Saved entries:
....

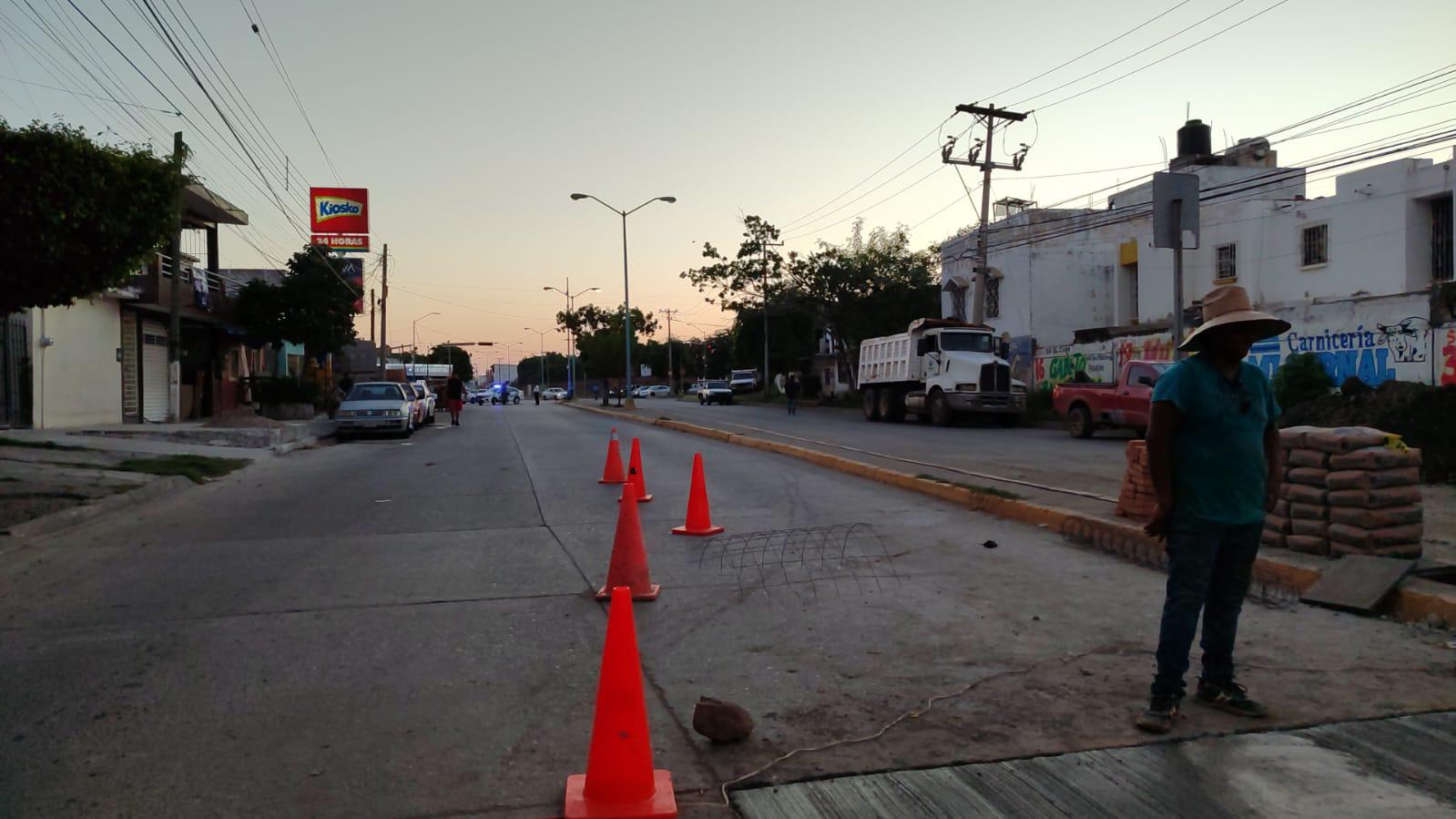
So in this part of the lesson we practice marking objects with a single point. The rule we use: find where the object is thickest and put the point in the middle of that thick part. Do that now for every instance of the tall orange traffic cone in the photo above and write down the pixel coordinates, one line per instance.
(620, 780)
(627, 566)
(636, 481)
(612, 473)
(699, 520)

....

-- What the exercise asks --
Copy out every line above without change, dropping the pictures.

-- Completed exercise --
So in this part of the lesson we practice marking objects with a single point. The rule we use: find where the object is thickest and put the point in the middle of that thick part. Do that now for every instance of the tall orange traffic cone in the photo above and write down the pixel coordinates, one line per instance.
(620, 780)
(627, 566)
(636, 481)
(612, 473)
(699, 520)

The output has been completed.